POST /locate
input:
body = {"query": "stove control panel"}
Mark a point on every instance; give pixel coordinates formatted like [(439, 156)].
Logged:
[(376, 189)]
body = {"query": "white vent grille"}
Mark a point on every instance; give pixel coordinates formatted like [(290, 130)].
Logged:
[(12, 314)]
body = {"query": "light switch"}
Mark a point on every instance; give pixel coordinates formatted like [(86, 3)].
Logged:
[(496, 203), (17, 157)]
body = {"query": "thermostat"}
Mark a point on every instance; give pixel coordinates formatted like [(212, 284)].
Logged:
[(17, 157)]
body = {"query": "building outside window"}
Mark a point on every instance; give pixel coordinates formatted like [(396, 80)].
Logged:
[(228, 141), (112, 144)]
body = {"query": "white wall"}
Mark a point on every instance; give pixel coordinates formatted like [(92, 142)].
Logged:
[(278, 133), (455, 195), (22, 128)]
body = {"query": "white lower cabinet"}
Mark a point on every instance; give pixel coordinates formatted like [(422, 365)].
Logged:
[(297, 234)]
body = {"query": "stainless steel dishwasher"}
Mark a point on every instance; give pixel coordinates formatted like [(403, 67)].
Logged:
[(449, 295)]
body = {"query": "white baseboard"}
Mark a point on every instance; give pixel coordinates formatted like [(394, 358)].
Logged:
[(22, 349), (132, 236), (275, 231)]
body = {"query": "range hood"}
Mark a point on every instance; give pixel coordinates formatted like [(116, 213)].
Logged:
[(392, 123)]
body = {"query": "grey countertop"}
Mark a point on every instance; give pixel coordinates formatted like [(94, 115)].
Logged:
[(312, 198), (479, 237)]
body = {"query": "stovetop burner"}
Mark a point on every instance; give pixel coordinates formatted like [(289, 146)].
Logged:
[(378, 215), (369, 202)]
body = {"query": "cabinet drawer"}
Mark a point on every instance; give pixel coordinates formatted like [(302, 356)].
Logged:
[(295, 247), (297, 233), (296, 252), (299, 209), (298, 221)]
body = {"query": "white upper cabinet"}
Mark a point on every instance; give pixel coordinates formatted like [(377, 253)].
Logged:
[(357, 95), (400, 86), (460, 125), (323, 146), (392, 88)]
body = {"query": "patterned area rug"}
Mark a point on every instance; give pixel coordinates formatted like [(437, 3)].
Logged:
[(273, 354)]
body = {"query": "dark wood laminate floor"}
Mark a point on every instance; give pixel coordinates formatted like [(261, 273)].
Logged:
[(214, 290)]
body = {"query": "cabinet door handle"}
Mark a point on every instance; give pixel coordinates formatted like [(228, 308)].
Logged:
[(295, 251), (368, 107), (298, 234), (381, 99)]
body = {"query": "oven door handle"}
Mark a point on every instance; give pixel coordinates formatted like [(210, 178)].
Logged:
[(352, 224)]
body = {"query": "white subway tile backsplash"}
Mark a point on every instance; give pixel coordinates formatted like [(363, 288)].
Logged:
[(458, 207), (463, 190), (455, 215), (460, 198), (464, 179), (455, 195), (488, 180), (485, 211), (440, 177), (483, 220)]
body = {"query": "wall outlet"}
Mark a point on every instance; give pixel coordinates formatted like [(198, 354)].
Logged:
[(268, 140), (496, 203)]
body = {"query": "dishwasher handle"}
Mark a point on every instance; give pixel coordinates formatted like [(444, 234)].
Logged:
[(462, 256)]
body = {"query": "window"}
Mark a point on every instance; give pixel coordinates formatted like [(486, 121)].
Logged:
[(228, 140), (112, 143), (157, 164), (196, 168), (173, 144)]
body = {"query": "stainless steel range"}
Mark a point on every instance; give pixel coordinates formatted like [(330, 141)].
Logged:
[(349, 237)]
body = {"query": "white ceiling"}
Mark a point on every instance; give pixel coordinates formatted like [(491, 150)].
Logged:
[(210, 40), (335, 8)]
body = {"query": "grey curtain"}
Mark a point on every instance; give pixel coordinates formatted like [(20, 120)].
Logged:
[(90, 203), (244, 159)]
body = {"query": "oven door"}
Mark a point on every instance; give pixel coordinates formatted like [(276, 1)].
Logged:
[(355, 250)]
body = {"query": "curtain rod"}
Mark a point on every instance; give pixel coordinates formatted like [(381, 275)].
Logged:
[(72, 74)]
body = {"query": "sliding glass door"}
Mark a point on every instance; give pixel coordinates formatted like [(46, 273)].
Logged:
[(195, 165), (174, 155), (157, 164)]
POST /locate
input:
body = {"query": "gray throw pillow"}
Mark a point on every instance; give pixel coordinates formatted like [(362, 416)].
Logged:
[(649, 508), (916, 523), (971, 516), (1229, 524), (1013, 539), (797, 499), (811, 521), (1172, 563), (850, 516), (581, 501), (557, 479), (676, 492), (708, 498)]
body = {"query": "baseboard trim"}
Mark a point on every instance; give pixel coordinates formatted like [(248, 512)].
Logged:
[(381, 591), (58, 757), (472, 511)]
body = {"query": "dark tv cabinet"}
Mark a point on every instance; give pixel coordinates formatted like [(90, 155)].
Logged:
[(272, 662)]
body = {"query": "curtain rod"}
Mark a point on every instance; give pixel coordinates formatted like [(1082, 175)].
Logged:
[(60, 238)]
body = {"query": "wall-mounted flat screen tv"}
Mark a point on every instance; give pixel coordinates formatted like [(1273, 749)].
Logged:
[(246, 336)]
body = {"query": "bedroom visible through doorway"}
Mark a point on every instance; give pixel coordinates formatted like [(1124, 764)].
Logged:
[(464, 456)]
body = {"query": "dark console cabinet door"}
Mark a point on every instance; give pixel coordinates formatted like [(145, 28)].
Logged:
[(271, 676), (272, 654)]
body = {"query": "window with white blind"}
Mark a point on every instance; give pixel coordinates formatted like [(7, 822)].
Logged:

++++++++

> _TASK GOAL_
Go through the entries and filter for lines holding the word "dishwasher"; copy each match.

> _ANSWER SECTION_
body = {"query": "stainless steel dishwasher"}
body = {"query": "dishwasher handle"}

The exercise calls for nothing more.